## Exercise instructions
The full listing should be set down again precisely.
-.-.-
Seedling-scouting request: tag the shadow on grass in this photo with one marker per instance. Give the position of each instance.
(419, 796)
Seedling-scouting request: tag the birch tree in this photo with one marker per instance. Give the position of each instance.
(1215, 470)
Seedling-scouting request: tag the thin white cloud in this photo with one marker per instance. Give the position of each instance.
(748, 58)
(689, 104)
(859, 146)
-.-.-
## Output of the exercise
Seedling-scouting request: tag the shadow on grass in this photo with one marker per instance. Give the position of each instance.
(419, 796)
Seedling-scouting request: tag the birch tree in this photo with one marker per instance. Give the position of each instance.
(1215, 470)
Seedling-scouting request: tag the thin white cloud in this photo with one marker per instance. Give the position of each instance.
(748, 58)
(689, 104)
(859, 146)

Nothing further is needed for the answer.